▶ [Given passage]
- - - -
An aspect of the present invention provides a storage system including one or more storage nodes having one or more processors and storage devices storing data. A first storage device and a second storage device having different performances are included in the storage system. The processor manages a volume having a storage region to which the storage device is allocated and performs an input/output of data for the storage device via the volume. The processor calculates an input/output frequency relating to the input or/and the output of the data for each storage region and manages volume configuration relating to an allocation amount of each of the first and second storage devices to the volume. A management unit acquires the input/output frequency from the processor and generates distribution information of the input/output frequency for each volume. The management unit determines performance of the volume on the basis of the distribution information of the input/output frequency in the volume and the volume configuration of the storage device of each performance to the volume.
According to the present invention, a shortage of high-performance storage devices can be detected by the storage system for performing priority control for each type of volumes.
Embodiments of the present invention will be described below on the basis of the accompanying drawings.
Storage nodes 103-1 to 103-n having storage devices with different performances, a management node 104 managing a large number of storage nodes 103-1 to 103-n, and hosts 101-1 to 101-m using storage regions of the storage nodes 103-1 to 103-n are connected via a network 102.
In the following description, when each storage node is not specified, the storage node is denoted simply by reference numeral 103. The same is applied to reference numerals of the other components.
The management node 104 manages a large number of storage nodes 103 having local pools and a global pool across the storage nodes 103. The management node 104 provides volumes having different performances to the hosts 101.
The local pool is a storage pool internally managed by the storage node 103 and includes a plurality of tiers according to performance characteristics. In addition, the global pool is a storage pool of storage devices across nodes and allocates a physical capacity of the storage devices to the local pool. The management node 104 controls allocation of resources (chunks) of the global pool to each tier of the local pool. A user of the host 101 using the storage node 103 can use the volume without being conscious of the physical configuration of the storage nodes 103.
The drive 20-S is a high-performance storage device having higher performance than the drive 20-H and is composed of a nonvolatile semiconductor memory such as a solid state drive (SSD), for example. The drive 20-S is a drive that has performance in which IOPS is higher than that of the drive 20-H and a sequential read speed is higher than that of the drive 20-H.
- - - -
Reproduce the storage system passage starting with "The management node 104 manages" and going on through "the hosts 101.", substituting "shared pool" for each occurrence of "global pool".

▶ [Provided material]
- - - -
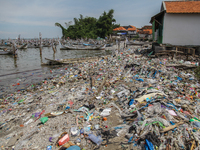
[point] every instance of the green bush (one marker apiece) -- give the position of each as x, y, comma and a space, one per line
- - - -
▶ [Problem solution]
The management node 104 manages a large number of storage nodes 103 having local pools and a shared pool across the storage nodes 103. The management node 104 provides volumes having different performances to the hosts 101.